**Your goal**
Go through the records and transcribe them exactly, passing over any picture.

◆ ◆ ◆ ◆ ◆

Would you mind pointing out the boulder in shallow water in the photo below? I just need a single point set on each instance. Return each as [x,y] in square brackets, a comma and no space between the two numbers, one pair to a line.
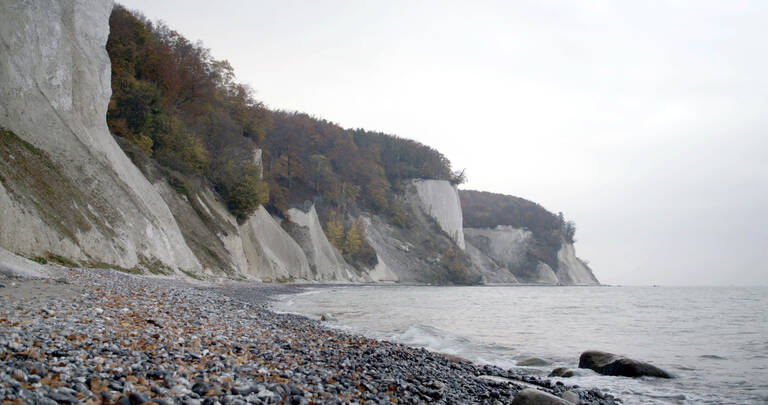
[611,364]
[532,362]
[530,396]
[561,372]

◆ ◆ ◆ ◆ ◆

**Result**
Would you mind pointing out the boulder in shallow water in the photo below? I just need a single point set on each instance. Return each as [x,y] in square brackets, a comma and no space between the two numbers, one pair to a line.
[611,364]
[532,362]
[530,396]
[561,372]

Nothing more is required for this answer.